Instruction 1
From the article on Justin Trudeau in blackface, quote the passage word for word, starting at "The revelations come" and ending at "the other episodes?".
Instruction 2
List every action the article on Justin Trudeau in blackface says he is seen doing in the newly emerged video.

Document excerpt
Justin Trudeau: New video of Canada's PM in blackface
A new video has emerged of Canada's Prime Minister, Justin Trudeau, wearing blackface, a day after he admitted such behaviour was racist.
Photos of two similar episodes came to light on Wednesday - one when he was a teacher and another when a student.
In a fresh statement to reporters, he said he "deeply, deeply" regretted his behaviour.
The revelations come amid campaigning for the 21 October election, when Mr Trudeau hopes to win a second term.
What is in the video?
The footage, first obtained by Global News, shows Mr Trudeau in a white T-shirt and torn jeans. According to his Liberal Party, it was shot in the 1990s.
His face and limbs appear to be covered in black make-up. He is seen laughing, throwing his hands in the air, sticking his tongue out and pulling faces.
Mr Trudeau would have been in his late teens or early 20s.
Blackface, which was more prevalent in the past, particularly in the entertainment industry, involves white people painting their faces darker - and is widely condemned as a racist caricature.
What about the other episodes?
On Wednesday, the embattled PM apologised for wearing brownface make-up at a gala at a private Vancouver school where he taught nearly two decades ago.
The 2001 yearbook picture obtained by Time Magazine shows Mr Trudeau, then aged 29, with skin-darkening make-up on his face and hands at the West Point Grey Academy.
Mr Trudeau dressed up in the photo in an Aladdin costume.
The second image to emerge on Wednesday shows Mr Trudeau performing in a talent show as a student at high school.
He wore blackface and sang Day-O, a Jamaican folk song popularised by American civil rights activist Harry Belafonte.
How did Trudeau respond?
The prime minister has given a fresh statement to reporters, building on an earlier apology on Wednesday.
The images are so embarrassing for the prime minister because he has positioned himself as a champion of social justice, inclusivity and diversity.
When the cabinet was sworn in in 2015, it was hailed as diverse - half the appointments were women; three were Sikhs and two members were from indigenous communities.

Dataset excerpts
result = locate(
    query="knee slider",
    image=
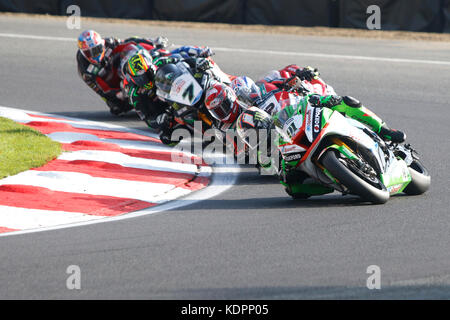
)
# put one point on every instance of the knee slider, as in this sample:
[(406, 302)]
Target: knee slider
[(352, 102)]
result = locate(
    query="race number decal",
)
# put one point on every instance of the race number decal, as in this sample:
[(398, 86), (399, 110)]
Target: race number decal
[(293, 125), (185, 90), (270, 105)]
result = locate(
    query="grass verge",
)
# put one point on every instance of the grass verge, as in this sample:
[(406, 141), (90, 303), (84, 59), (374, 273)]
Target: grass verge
[(22, 148)]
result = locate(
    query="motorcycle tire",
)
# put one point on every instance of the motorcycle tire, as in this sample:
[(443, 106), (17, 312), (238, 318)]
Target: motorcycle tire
[(354, 183)]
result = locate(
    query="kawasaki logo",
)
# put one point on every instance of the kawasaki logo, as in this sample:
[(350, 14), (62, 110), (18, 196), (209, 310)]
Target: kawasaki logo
[(317, 120)]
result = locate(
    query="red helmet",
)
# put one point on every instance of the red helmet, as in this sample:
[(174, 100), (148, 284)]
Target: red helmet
[(222, 103)]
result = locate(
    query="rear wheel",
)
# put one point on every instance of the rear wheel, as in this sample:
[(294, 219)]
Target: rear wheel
[(420, 179), (363, 183)]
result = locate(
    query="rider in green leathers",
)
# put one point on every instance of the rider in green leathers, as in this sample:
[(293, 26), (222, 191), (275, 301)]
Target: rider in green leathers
[(297, 183)]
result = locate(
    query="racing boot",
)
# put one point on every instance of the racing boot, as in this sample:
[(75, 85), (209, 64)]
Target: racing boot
[(393, 135), (118, 108)]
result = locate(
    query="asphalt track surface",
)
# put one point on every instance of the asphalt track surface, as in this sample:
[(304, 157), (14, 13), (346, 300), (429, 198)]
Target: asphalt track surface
[(253, 241)]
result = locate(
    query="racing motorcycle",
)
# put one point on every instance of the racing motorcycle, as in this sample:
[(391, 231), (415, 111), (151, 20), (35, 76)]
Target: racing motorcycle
[(342, 154), (182, 87)]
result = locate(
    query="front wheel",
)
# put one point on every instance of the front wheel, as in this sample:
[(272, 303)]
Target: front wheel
[(367, 187)]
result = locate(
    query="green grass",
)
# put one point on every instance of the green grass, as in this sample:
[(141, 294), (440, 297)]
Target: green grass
[(22, 148)]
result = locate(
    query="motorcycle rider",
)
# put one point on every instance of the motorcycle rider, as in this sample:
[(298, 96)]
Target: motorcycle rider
[(139, 84), (98, 61), (297, 183)]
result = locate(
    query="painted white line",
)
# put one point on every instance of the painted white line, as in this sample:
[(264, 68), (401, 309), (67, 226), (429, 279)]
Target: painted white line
[(23, 117), (45, 220), (76, 182), (35, 37), (69, 137), (259, 51)]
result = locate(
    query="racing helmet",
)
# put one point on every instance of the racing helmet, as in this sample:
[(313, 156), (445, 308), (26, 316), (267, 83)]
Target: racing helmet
[(222, 103), (92, 46), (251, 124), (140, 70), (246, 90)]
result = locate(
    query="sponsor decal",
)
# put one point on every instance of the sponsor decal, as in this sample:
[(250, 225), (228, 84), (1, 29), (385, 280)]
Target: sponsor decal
[(317, 118)]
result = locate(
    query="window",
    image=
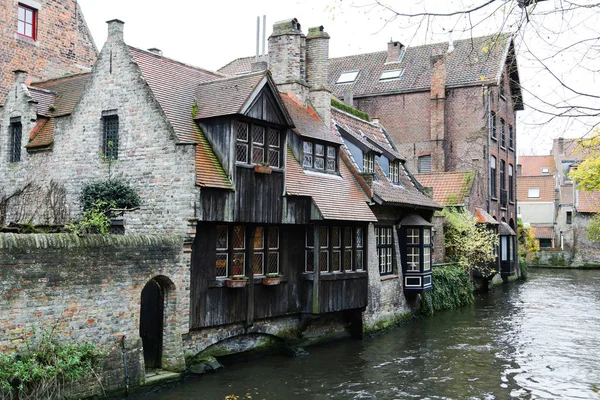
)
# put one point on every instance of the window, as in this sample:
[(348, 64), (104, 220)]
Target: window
[(256, 144), (27, 21), (368, 162), (511, 184), (384, 240), (15, 130), (340, 249), (493, 176), (533, 193), (424, 164), (394, 173), (231, 245), (348, 77), (493, 124), (320, 157), (391, 74), (110, 135)]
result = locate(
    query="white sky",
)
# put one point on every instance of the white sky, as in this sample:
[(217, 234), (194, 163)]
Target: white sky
[(210, 34)]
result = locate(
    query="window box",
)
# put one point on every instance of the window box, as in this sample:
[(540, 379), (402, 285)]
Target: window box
[(263, 169), (237, 282)]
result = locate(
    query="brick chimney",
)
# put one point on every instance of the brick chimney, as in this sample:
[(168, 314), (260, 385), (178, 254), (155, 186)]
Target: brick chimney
[(438, 109), (287, 58), (394, 51), (317, 71)]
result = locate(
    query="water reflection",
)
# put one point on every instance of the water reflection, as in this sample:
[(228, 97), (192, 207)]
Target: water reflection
[(539, 339)]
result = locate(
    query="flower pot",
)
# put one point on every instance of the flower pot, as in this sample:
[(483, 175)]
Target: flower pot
[(236, 283), (271, 281), (263, 169)]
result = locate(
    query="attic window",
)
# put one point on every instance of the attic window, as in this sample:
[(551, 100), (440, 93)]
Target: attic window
[(391, 74), (348, 77)]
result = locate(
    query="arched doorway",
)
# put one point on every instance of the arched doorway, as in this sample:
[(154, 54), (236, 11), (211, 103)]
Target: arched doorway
[(151, 323)]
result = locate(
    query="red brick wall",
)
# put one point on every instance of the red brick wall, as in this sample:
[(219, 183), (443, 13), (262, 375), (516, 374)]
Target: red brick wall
[(63, 44)]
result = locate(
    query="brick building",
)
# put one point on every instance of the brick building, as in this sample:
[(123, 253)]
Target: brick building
[(47, 38)]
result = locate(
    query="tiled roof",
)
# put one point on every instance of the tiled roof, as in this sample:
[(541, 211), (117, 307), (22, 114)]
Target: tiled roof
[(588, 202), (363, 131), (174, 87), (404, 194), (336, 197), (544, 183), (543, 232), (42, 134), (532, 165), (68, 91), (306, 121), (226, 96), (209, 172), (449, 188)]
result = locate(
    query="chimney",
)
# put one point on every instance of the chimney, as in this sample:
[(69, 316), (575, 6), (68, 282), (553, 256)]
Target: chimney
[(317, 71), (438, 109), (394, 50), (115, 30), (155, 51), (287, 58)]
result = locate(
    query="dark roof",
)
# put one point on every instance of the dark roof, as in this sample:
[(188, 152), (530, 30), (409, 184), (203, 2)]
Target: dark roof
[(449, 188), (68, 91), (336, 197), (226, 96), (306, 121), (174, 86)]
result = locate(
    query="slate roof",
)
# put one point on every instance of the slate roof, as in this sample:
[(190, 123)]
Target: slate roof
[(306, 121), (336, 197), (532, 165), (588, 202), (68, 91), (226, 96), (174, 87), (449, 188), (545, 183)]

Finished answer 1
The revelations come amid campaigning for the 21 October election, when Mr Trudeau hopes to win a second term.
What is in the video?
The footage, first obtained by Global News, shows Mr Trudeau in a white T-shirt and torn jeans. According to his Liberal Party, it was shot in the 1990s.
His face and limbs appear to be covered in black make-up. He is seen laughing, throwing his hands in the air, sticking his tongue out and pulling faces.
Mr Trudeau would have been in his late teens or early 20s.
Blackface, which was more prevalent in the past, particularly in the entertainment industry, involves white people painting their faces darker - and is widely condemned as a racist caricature.
What about the other episodes?

Finished answer 2
- Laughing
- Throwing his hands in the air
- Sticking his tongue out
- Pulling faces